> [TASKS AND EXERCISES]
[1] In the article on climate adaptation in Canada, how much has RBC committed to investing in sustainability projects by 2025?
[2] Continue the article on climate adaptation in Canada, picking up after its last sentence.

> [PROVIDED TEXT]
———

In climate policy, “mitigation” means heading off climate change, mainly by reducing emissions. It means efficiencies, cleaner technologies, electric power. “Adaptation” is getting ready for the consequences of climate change we don’t mitigate.

Talking Point

Cutting greenhouse-gas emissions has become a popular cause in both industry and finance, but preparing for the effects of climate change that we can’t or won’t avert is a tougher task and Canada has a lot more to do.

Adaptation includes preparing for heavier rains, more wildfires and the wearing effects of more extreme temperatures. The Paris Agreement on climate change aims to limit global warming to less than 2 C, so even if humanity makes it, we’ll still have warmer temperatures to adjust to.

The Canada Infrastructure Bank, the government agency meant to mobilize private capital for public purposes—and especially for “climate action”—doesn’t really do adaptation.

“The CIB’s mandate is to invest in new infrastructure projects that benefit Canadians, alongside with private and institutional partners. To be clear, we do not have a mandate to rebuild or upgrade existing infrastructure,” spokesperson Félix Corriveau told The Logic.

RBC, which has very publicly committed to investing $500 billion in sustainability projects (things like renewable energy, clean transportation and affordable housing) by 2025, was unable to find anyone to talk about adaptation.

———

> [MATERIAL PROVIDED]
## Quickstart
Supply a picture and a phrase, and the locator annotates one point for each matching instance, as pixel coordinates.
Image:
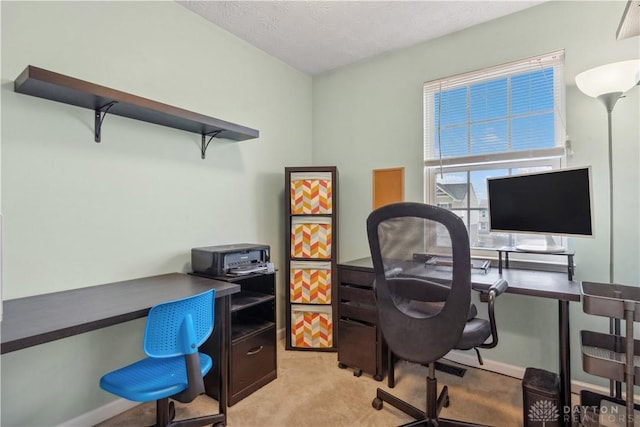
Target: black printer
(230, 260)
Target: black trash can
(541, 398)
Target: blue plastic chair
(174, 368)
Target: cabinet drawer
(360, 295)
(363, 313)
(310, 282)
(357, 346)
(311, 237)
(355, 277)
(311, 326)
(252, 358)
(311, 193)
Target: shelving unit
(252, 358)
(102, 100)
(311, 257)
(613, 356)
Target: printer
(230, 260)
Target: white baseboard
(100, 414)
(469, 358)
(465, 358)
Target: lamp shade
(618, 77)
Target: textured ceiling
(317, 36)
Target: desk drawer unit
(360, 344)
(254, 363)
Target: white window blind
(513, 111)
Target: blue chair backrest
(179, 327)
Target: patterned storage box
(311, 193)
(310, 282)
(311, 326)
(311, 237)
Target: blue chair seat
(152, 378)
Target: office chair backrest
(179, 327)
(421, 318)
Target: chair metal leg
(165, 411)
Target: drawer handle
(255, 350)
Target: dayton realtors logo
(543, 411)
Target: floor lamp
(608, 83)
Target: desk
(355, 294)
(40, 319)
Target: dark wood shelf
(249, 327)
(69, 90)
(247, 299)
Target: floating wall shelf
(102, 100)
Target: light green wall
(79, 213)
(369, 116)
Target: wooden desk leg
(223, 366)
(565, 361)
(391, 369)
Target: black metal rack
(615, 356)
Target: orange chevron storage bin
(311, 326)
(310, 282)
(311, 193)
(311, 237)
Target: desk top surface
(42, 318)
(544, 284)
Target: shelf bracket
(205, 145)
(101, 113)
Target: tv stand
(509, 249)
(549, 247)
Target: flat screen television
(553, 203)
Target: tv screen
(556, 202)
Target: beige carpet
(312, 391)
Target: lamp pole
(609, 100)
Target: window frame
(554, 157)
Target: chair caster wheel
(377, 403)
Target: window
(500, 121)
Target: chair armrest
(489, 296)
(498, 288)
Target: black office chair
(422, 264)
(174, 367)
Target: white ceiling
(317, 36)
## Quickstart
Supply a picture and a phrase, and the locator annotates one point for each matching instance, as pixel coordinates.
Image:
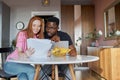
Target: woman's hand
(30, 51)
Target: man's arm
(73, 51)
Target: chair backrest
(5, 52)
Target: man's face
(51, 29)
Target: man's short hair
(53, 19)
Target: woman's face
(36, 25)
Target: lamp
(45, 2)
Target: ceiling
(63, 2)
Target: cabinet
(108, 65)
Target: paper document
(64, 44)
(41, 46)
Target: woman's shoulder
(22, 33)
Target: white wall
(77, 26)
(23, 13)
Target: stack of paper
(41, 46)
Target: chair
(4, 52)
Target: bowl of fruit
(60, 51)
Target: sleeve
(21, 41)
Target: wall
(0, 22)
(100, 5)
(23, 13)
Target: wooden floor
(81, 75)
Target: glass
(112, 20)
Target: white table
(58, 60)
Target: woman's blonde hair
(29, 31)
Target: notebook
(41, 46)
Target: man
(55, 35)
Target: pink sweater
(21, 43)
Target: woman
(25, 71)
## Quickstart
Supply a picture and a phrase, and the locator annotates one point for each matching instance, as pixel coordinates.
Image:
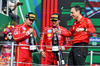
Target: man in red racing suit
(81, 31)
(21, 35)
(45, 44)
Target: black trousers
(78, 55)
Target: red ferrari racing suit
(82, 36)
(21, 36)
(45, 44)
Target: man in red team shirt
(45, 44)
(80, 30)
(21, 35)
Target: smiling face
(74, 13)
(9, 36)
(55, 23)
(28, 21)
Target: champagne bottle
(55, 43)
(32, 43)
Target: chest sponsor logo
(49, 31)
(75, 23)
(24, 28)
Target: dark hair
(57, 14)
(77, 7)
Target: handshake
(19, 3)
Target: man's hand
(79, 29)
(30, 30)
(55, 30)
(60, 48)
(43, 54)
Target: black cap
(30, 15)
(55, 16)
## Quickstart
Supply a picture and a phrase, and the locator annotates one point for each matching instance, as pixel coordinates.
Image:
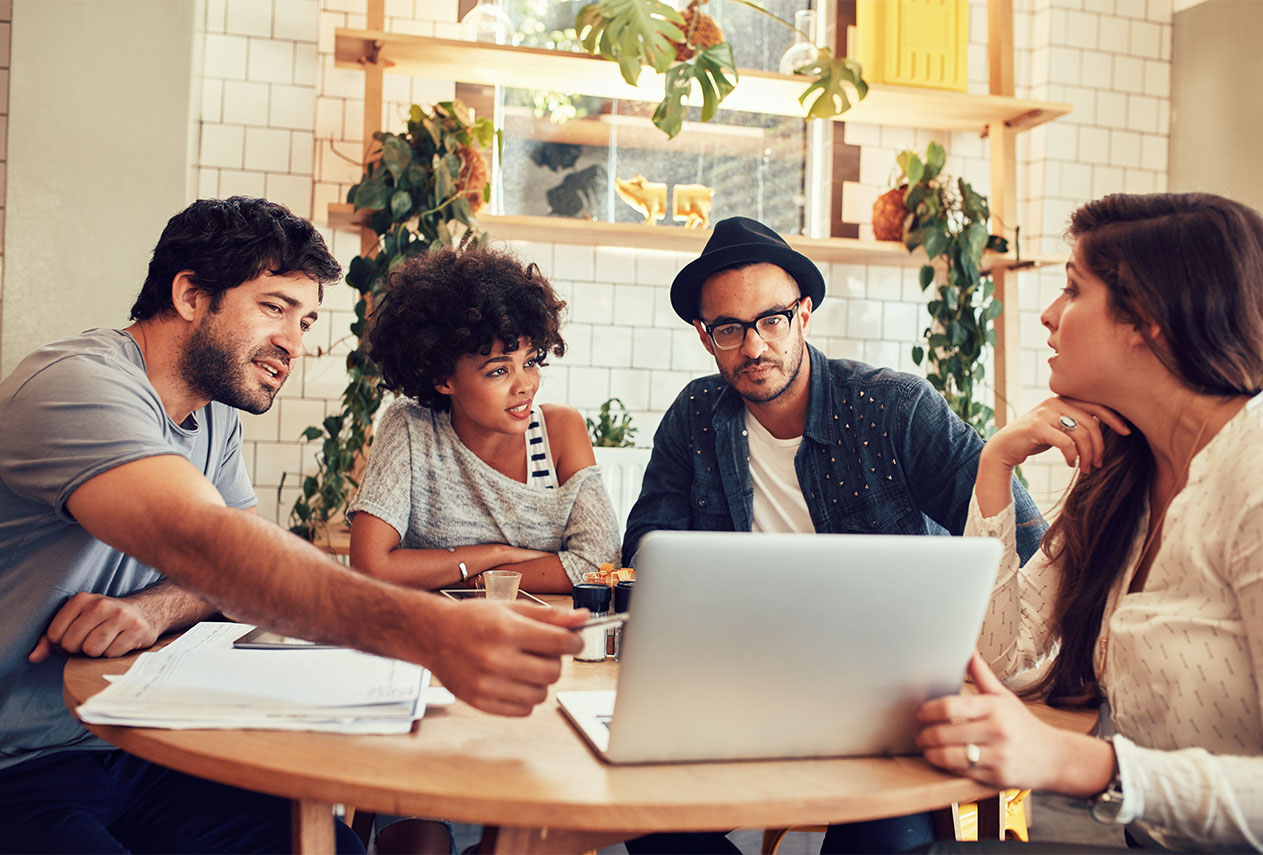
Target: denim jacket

———

> [ANSWERS TO THE PROBLEMS]
[1] $500 billion.

[2]
But the Federation of Canadian Municipalities estimated in 2019 that its members—who own a lot of the sewers, drainage ditches, roads, transit systems and buildings that need to be adapted—needed $5.3 billion a year for climate adaptation. An analysis last fall by Ontario’s government budget watchdog found a best-case scenario, in which greenhouse-gas emissions are cut sharply and the province works efficiently, adapting provincial public buildings will cost an extra $33 billion by 2100. In a more middle-of-the-road scenario, it’s $52 billion.

Van Dijk is a former senior vice-president of taxation at TD Bank, a veteran of multiple business-consulting firms and a senior fellow at the business-minded C.D. Howe Institute. His Dutch-accented voice boomed over the phone as his energy, somewhere between enthusiasm and exasperation, rose. He said the biggest problem is that so many assets are assumed to be worth more than they actually are.

“Climate risk is not reflected in stock markets,” he said. “People say, ‘Oh, have they actually included the impact of climate into stock?’ The answer is no, people don’t; they’re not even focused on it. Lots of risk managers are just starting to think about it.”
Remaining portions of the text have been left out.